◆ Exercise instructions: Make an exact copy of the records, with the pictures left out.

◆ Items:
--
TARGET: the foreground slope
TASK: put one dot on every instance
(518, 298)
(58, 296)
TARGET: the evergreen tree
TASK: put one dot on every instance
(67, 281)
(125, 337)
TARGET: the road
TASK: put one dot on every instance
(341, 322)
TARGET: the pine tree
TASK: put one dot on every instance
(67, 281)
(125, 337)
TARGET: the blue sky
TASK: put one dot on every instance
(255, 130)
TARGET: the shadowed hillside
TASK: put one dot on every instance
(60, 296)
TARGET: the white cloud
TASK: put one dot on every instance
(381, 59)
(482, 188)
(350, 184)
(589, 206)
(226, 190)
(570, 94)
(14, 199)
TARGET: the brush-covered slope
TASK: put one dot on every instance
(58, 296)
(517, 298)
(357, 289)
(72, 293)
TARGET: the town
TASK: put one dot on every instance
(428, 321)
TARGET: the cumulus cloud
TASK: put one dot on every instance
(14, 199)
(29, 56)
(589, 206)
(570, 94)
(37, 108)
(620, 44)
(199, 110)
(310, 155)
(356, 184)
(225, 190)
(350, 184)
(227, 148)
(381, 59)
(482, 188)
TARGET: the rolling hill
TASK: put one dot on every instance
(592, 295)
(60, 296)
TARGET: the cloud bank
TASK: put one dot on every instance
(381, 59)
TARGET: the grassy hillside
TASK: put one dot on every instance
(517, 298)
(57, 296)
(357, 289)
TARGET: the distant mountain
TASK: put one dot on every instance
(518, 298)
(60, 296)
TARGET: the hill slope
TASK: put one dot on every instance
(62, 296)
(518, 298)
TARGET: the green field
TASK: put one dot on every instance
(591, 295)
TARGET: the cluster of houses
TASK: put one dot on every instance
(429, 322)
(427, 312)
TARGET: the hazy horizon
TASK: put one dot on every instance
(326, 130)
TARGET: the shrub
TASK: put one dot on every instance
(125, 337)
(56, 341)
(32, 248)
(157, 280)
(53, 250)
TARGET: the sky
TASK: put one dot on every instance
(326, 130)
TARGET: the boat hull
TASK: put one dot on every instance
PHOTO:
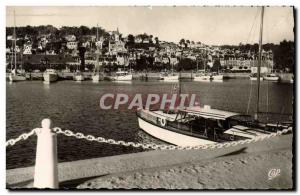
(79, 78)
(217, 77)
(170, 78)
(123, 78)
(255, 78)
(96, 78)
(271, 78)
(50, 77)
(202, 78)
(14, 78)
(170, 136)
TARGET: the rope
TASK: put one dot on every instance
(92, 138)
(23, 136)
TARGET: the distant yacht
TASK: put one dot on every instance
(50, 75)
(253, 77)
(78, 76)
(169, 76)
(202, 76)
(216, 76)
(15, 75)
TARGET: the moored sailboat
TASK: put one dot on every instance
(50, 75)
(196, 125)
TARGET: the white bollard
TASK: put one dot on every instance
(46, 171)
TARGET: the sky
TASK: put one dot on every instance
(209, 25)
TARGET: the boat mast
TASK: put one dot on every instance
(259, 62)
(97, 56)
(15, 44)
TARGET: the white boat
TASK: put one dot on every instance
(96, 78)
(50, 75)
(122, 76)
(217, 77)
(79, 76)
(271, 77)
(253, 77)
(14, 77)
(197, 126)
(202, 77)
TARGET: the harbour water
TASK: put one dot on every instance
(75, 106)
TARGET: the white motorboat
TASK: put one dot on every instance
(202, 76)
(197, 126)
(253, 77)
(200, 126)
(50, 75)
(122, 76)
(96, 78)
(271, 77)
(15, 75)
(169, 77)
(217, 77)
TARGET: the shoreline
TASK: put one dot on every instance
(78, 173)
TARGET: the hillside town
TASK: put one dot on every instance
(41, 47)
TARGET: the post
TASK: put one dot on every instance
(46, 171)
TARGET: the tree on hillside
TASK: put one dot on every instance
(182, 42)
(216, 66)
(130, 38)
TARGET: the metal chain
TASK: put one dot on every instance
(23, 136)
(92, 138)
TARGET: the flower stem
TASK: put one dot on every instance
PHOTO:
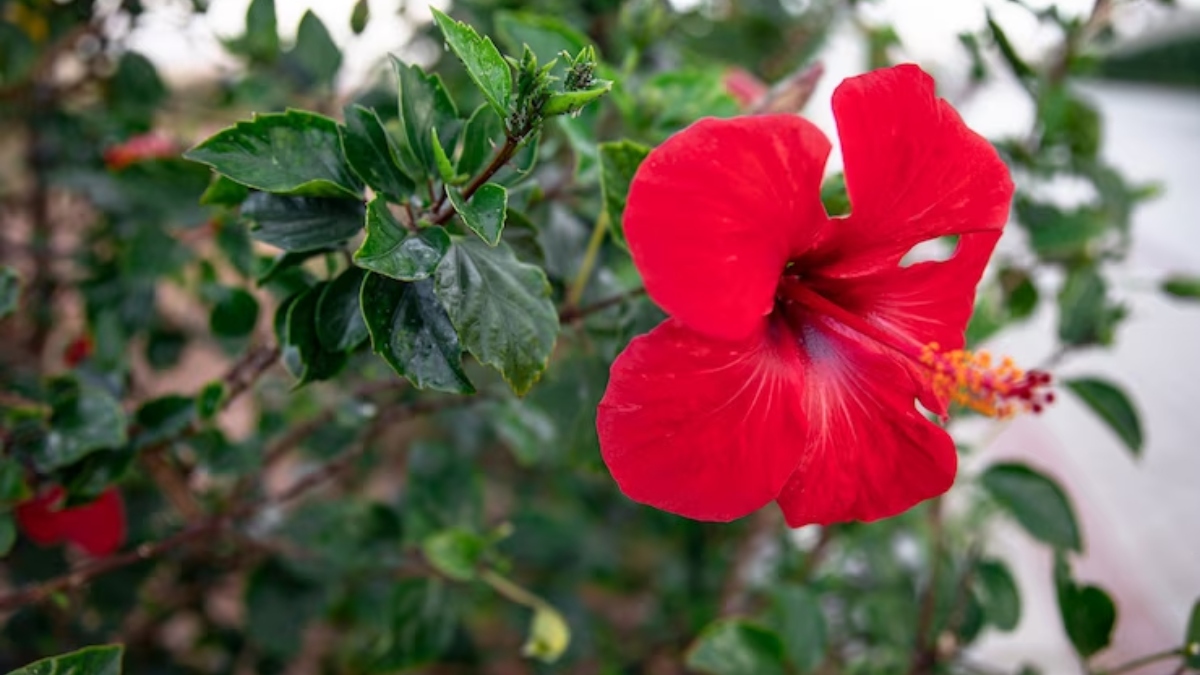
(589, 261)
--
◆ Output of the exercise:
TARGET: the foreground slope
TASK: put one dot on every instance
(518, 298)
(58, 296)
TARGET: the evergreen tree
TASK: put one dot on every instance
(67, 281)
(125, 337)
TARGET: the road
TASK: put one dot on every instance
(341, 322)
TARGET: the pine tree
TASK: put one dot on every instance
(67, 281)
(125, 337)
TARGET: the blue sky
TASK: put one dot on every instance
(255, 130)
TARGET: the shadowed hillside
TASK: put one dot on every instance
(60, 296)
TARGET: the white cloud
TASK: put one dot on every instance
(381, 59)
(482, 188)
(350, 184)
(589, 206)
(226, 190)
(570, 94)
(14, 199)
TARGET: the brush-covered slope
TASK: put one dot on every instance
(58, 296)
(517, 298)
(357, 289)
(72, 293)
TARGET: the town
TASK: put one dot on every instance
(428, 321)
TARGET: the cumulus cloud
TASK: put one dot on every instance
(14, 199)
(29, 56)
(589, 206)
(570, 94)
(37, 108)
(620, 44)
(199, 110)
(310, 155)
(356, 184)
(225, 190)
(350, 184)
(227, 148)
(381, 59)
(482, 188)
TARGET: the rolling hill
TASK: put one dot on every instance
(592, 295)
(60, 296)
TARGET: the cloud bank
TASK: put one dot on every instance
(381, 59)
TARGET: the grassy hillside
TASK: put one dot on every instance
(517, 298)
(57, 296)
(357, 289)
TARGET: the distant mountain
TASK: put one dot on every instance
(518, 298)
(60, 296)
TARGET: the hill slope
TASK: put one dot on every instance
(62, 296)
(518, 298)
TARGET: the green field
TASK: put one dot on every instance
(591, 295)
TARGET: the cluster of houses
TASK: put one dot on every instance
(429, 322)
(427, 312)
TARGET: the hazy horizon
TASK: put one dot on every instance
(326, 130)
TARGET: the shrub
TASK: put one dot on every instance
(125, 337)
(56, 341)
(32, 248)
(157, 280)
(53, 250)
TARGET: the sky
TASK: put one dot on every instance
(326, 130)
TARGET: the boat hull
TASK: put one dot on every instance
PHOTO:
(79, 78)
(217, 77)
(170, 78)
(123, 78)
(255, 78)
(96, 78)
(271, 78)
(50, 77)
(202, 78)
(14, 78)
(170, 136)
TARGET: the rope
TASK: put one dot on every instance
(92, 138)
(23, 136)
TARGET: the distant yacht
TASK: put one dot on every instance
(50, 75)
(253, 77)
(78, 76)
(169, 76)
(202, 76)
(216, 76)
(15, 75)
TARGET: the moored sailboat
TASK: put one dot on every instance
(50, 75)
(196, 125)
TARGET: the white bollard
TASK: put one dot on every instance
(46, 171)
TARGET: the sky
TASK: put one dot on every instance
(209, 25)
TARGET: the boat mast
TASK: put one dot on every instance
(259, 62)
(97, 56)
(15, 44)
TARGET: the white boat
TASK: put one dot on every instance
(96, 78)
(50, 75)
(122, 76)
(217, 77)
(79, 76)
(271, 77)
(253, 77)
(14, 77)
(197, 126)
(202, 77)
TARGET: the harbour water
TASK: put one dot on every instance
(75, 106)
TARGET: the white motorboat
TASK: put one dot on every instance
(202, 76)
(197, 126)
(253, 77)
(200, 126)
(50, 75)
(122, 76)
(96, 78)
(271, 77)
(15, 75)
(169, 77)
(217, 77)
TARGET: the shoreline
TASK: put one dot on every instance
(78, 173)
TARGET: the hillside town
TASK: put one dot on every instance
(41, 47)
TARGET: the post
TASK: put one dot on every instance
(46, 171)
TARGET: the tree on hillside
TASK: put one dot on every instance
(182, 42)
(216, 66)
(130, 38)
TARGET: the metal chain
TASK: put one dot on every instance
(23, 136)
(92, 138)
TARGET: the flower stem
TASK: put one dot on every instance
PHOTO:
(589, 261)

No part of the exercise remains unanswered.